◆ What you should do
Return the complete listing that follows, with each line reproduced exactly.

※ ※ ※

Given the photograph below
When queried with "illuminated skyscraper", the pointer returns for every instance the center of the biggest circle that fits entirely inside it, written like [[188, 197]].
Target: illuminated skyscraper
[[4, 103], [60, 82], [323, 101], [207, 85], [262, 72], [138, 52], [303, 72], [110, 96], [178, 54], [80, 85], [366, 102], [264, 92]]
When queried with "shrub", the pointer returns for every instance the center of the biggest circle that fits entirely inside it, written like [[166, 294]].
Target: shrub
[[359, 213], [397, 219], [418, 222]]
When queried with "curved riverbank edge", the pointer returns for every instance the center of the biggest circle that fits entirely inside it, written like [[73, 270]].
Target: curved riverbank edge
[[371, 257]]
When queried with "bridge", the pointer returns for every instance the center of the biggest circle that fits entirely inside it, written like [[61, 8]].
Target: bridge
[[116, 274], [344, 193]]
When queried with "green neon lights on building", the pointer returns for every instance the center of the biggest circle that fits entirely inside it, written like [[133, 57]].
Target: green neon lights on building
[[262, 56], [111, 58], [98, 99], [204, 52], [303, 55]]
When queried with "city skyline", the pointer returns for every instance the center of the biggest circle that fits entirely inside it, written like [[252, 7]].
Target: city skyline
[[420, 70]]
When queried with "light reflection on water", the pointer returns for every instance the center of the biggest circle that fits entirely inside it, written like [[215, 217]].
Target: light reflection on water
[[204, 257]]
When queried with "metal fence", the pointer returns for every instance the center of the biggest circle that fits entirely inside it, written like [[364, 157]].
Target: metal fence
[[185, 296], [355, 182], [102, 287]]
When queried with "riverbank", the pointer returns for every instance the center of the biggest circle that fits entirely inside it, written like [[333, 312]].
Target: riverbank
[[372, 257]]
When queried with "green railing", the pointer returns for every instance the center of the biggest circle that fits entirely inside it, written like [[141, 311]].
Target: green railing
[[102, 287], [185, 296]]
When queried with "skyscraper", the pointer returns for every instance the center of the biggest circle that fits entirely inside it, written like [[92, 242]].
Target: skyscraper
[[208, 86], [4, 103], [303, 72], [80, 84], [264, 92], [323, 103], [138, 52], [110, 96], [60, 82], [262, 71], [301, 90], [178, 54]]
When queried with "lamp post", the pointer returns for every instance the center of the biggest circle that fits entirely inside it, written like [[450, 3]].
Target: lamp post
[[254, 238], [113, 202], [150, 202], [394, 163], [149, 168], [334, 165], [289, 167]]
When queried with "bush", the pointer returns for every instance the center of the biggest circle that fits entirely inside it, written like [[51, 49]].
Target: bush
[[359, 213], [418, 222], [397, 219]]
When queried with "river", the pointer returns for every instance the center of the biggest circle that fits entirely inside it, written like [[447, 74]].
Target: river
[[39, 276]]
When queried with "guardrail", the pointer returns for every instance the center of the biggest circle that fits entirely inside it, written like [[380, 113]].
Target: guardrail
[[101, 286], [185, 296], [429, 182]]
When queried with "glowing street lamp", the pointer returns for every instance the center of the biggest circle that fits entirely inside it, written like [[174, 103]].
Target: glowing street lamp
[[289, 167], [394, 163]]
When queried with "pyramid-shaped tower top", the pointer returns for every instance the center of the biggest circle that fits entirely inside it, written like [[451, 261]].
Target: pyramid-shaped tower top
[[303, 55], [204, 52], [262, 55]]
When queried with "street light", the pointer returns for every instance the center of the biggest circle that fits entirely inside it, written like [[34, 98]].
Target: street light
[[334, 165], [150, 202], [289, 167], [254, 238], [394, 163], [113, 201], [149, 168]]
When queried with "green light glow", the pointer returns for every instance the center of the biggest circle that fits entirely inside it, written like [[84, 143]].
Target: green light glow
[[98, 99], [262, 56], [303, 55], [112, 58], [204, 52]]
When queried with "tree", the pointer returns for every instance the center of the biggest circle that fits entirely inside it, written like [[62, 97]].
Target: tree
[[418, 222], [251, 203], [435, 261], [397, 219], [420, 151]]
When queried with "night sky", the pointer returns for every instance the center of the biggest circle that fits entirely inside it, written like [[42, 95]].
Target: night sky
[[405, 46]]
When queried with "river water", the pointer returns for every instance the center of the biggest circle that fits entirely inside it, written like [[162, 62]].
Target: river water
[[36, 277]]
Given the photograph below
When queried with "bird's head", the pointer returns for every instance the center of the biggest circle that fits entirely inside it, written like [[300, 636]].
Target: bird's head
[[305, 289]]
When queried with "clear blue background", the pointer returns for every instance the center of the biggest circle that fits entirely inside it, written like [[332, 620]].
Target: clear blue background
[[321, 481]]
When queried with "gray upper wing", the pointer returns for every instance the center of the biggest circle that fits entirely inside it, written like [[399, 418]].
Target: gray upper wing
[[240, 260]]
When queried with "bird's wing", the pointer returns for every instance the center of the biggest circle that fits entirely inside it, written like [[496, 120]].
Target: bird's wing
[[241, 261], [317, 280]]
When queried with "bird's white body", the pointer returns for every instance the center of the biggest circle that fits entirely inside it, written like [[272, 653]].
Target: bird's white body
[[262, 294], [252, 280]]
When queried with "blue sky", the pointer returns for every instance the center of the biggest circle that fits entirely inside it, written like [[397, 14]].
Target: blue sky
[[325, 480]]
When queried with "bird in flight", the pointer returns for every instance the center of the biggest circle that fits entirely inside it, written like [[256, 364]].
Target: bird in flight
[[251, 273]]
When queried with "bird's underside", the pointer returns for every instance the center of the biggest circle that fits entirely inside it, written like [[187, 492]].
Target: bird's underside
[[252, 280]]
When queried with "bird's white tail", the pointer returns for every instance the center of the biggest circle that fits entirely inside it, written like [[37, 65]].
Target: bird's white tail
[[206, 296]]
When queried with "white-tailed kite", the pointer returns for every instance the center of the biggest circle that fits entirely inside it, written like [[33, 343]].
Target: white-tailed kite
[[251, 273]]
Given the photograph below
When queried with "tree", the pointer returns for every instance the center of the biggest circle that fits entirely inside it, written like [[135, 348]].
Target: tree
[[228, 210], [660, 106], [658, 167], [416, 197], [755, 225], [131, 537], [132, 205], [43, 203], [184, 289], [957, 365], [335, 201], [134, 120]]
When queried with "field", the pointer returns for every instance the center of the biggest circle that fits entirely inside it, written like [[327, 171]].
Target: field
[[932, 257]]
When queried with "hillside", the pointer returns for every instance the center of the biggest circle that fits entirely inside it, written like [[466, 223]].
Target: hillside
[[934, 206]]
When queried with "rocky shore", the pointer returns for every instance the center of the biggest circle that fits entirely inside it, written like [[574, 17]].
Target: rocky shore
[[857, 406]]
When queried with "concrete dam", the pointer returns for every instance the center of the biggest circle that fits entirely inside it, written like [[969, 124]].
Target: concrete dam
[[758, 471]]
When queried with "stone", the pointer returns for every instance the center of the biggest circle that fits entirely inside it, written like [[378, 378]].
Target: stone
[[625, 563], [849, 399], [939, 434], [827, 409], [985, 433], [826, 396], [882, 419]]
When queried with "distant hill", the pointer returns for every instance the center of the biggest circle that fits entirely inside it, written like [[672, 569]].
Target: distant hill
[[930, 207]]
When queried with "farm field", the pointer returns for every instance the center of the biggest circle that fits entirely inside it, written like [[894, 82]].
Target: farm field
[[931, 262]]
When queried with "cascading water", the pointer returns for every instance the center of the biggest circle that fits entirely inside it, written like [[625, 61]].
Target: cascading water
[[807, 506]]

※ ※ ※

◆ Answer for the task
Given the photograph below
When queried with "illuminated skyscraper", the pointer returns for every instance the center of the biggest circle that fits entirely inside it, written like [[188, 197]].
Target: illuminated skyscraper
[[4, 103], [60, 82], [323, 101], [207, 85], [262, 72], [138, 52], [303, 72], [110, 96], [178, 54], [80, 85], [366, 102], [264, 92]]
When queried with "shrub", the pointer returns for every instance the center of the biggest circle that fits entirely inside it, written like [[166, 294]].
Target: shrub
[[359, 213], [397, 219], [418, 222]]
When queried with "curved riverbank edge", the pointer returns for every instance the center of the biggest circle that fits entirely inside it, written like [[73, 270]].
Target: curved riverbank edge
[[371, 257]]
When queried with "bridge", the pointer returns for every instance the center of the biggest circle that fits entirely inside it, written like [[61, 8]].
Target: bridge
[[116, 274], [344, 193]]
When queried with "green neon lights on building", the pointer returns for every instance the center of the biggest circle that fits entirely inside it, written like [[133, 57]].
Target: green neon lights on building
[[262, 56], [111, 58], [98, 99], [204, 52], [303, 55]]
When queried with "city skyline", the pointer returns for every instance the center of the biggest circle that fits entirely inside it, written like [[252, 7]].
Target: city skyline
[[420, 70]]
When queried with "light reflection on water", the pointer returns for every instance the center of the biggest circle that fits entirely inside it, written like [[215, 217]].
Target: light reflection on water
[[204, 257]]
When queried with "metal fence", the pointer returns for every instance the center of the biggest circle that fits entirely inside it, written like [[364, 157]].
Target: metal fence
[[185, 296], [355, 182], [102, 287]]
When queried with "riverbank", the pointer returns for every instance the center of the biggest circle that fits entirely inside it, written like [[333, 312]].
Target: riverbank
[[372, 257]]
When queried with "green railing", the pointer returns for every instance the center of the biggest circle that fits entirely inside it, written like [[141, 311]].
Target: green railing
[[102, 287], [185, 296]]
When queried with "skyscraper", the pointer returns for every instance the center of the biggest circle that fits entirely inside it, written like [[92, 242]].
Target: skyscraper
[[208, 86], [4, 103], [303, 72], [80, 84], [264, 92], [323, 103], [138, 52], [110, 96], [60, 82], [262, 71], [301, 90], [178, 54]]
When queried with "lamp post", the pointer returns for every instance the center of the biggest circle that fits entirely inside it, written like [[450, 3]].
Target: lamp post
[[254, 238], [113, 202], [150, 202], [394, 163], [149, 168], [334, 165], [289, 167]]
When queried with "bush", the pointer returns for every instance the center of the biggest circle that fits entirely inside it, written like [[51, 49]].
Target: bush
[[359, 213], [418, 222], [397, 219]]
When queried with "river", the pointer returns for every instance the center of the biggest circle that fits entirely inside it, written like [[447, 74]].
Target: river
[[39, 276]]
When queried with "guardrail", the pointer returns for every instance the center of the biggest circle that fits entirely inside it, written like [[380, 113]].
Target: guardrail
[[101, 286], [185, 296], [429, 182]]
When queried with "glowing street lamp", the pointer returns for every instance the center of the biggest circle that fits entirely inside it, written like [[174, 103]].
Target: glowing street lamp
[[289, 167], [394, 163]]
When queried with "pyramid-shaped tower top", the pointer returns for every instance the center of the biggest circle that fits entirely inside it, written like [[451, 261]].
Target: pyramid-shaped tower top
[[303, 55], [204, 52], [262, 55]]
When queried with "street light", the pointer returns for every instance the center of the biggest circle that fits entirely inside it, written like [[34, 98]].
Target: street light
[[334, 165], [150, 202], [289, 167], [254, 238], [394, 163], [113, 201], [149, 168]]
When queried with "green light glow", the pointer returns for every instance the center of the biggest circle that fits entirely inside it, written like [[84, 143]].
Target: green light glow
[[98, 99], [262, 56], [303, 55], [112, 58], [204, 52]]
When queried with "tree", the pointer returns for every instance the center of the biggest circle that fits entirely inside it, written like [[62, 97]].
Target: tree
[[418, 222], [251, 203], [435, 261], [397, 219], [420, 151]]
When queried with "night sky", the pointer returns for every instance the center of the biggest circle that fits entirely inside it, written like [[42, 95]].
Target: night sky
[[405, 46]]
When queried with "river water", the pointer returns for every instance the center of the biggest circle that fits entirely inside it, written like [[162, 62]].
Target: river water
[[36, 277]]
Given the photograph below
When queried with "bird's head", the pointer returns for every instance the center of the biggest circle that fits entirely inside it, written like [[300, 636]].
Target: bird's head
[[305, 289]]
When queried with "clear blue background", the pointer returns for every instance the center of the biggest circle that fits entirely inside it, written like [[332, 620]].
Target: clear blue background
[[321, 481]]
When queried with "gray upper wing", the pointer returns for every instance the center of the biggest circle that fits entirely inside it, written like [[399, 418]].
Target: gray upper wing
[[240, 260]]
When queried with "bird's wing", the pointer returns for every instance the center of the biggest circle that fits entirely inside it, written like [[496, 120]].
Target: bird's wing
[[241, 261], [317, 280]]
When queried with "bird's white body", the pointer returns for every instance the center of the biggest circle that fits entirely inside it, written like [[272, 653]].
Target: bird's white body
[[262, 294], [252, 280]]
When queried with "blue sky", the pointer returns for every instance the center of the biggest circle that fits entirely inside it, written like [[397, 14]].
Target: blue sky
[[325, 480]]
When queried with "bird in flight", the pointer returns for every instance the center of the biggest circle that fits entirely inside it, written like [[256, 364]].
Target: bird in flight
[[251, 273]]
When queried with "bird's underside", the pointer returns for every instance the center of the biggest circle that fits entirely inside it, written like [[187, 492]].
Target: bird's underside
[[252, 280]]
When queried with "bird's white tail", the pointer returns for every instance the center of the biggest circle that fits entirely inside it, written like [[37, 65]].
Target: bird's white tail
[[206, 296]]
When queried with "white-tailed kite", the pointer returns for every instance the center of the biggest circle that fits entirely inside it, written like [[33, 343]].
Target: white-tailed kite
[[251, 273]]
Given the photograph below
When queried with "tree", the pointer returns for every instance the center of the biggest circle that fits entirely inside it, written like [[135, 348]].
Target: tree
[[228, 210], [660, 106], [658, 167], [416, 197], [755, 225], [131, 537], [132, 205], [43, 203], [184, 289], [957, 365], [335, 201], [134, 120]]
When queried with "field", the pointer returns for every instance the center of the biggest circle that fits entirely inside it, written like [[327, 171]].
Target: field
[[932, 257]]
When queried with "hillside", the pointer returns for every instance the center of the biggest circle that fits entirely inside it, written like [[466, 223]].
Target: hillside
[[934, 206]]
When queried with "rocky shore", the pointer returns for every instance the center of the biggest circle that fits entirely inside it, written like [[574, 17]].
Target: rocky shore
[[857, 406]]
When queried with "concrete dam", the pointer returns for every instance the center of the biggest circle that fits entirely inside it, written like [[969, 124]].
Target: concrete dam
[[758, 471]]
When queried with "stone", the pointer returns for every instance the center of the biggest circle that fits entirely inside it, written like [[378, 378]].
Target: stone
[[625, 563], [849, 399], [939, 434], [827, 409], [985, 433], [826, 396], [882, 419]]
When queried with "distant hill", the pointer returns for every instance the center of the biggest circle that fits entirely inside it, written like [[672, 569]].
Target: distant hill
[[930, 207]]
When queried with "farm field", the pointer returns for every instance the center of the biggest circle that fits entirely inside it, written like [[894, 82]].
Target: farm field
[[931, 262]]
When queried with "cascading water", the pointer returns for every instance the center of the biggest circle that fits entirely inside it, written like [[625, 61]].
Target: cascading water
[[807, 506]]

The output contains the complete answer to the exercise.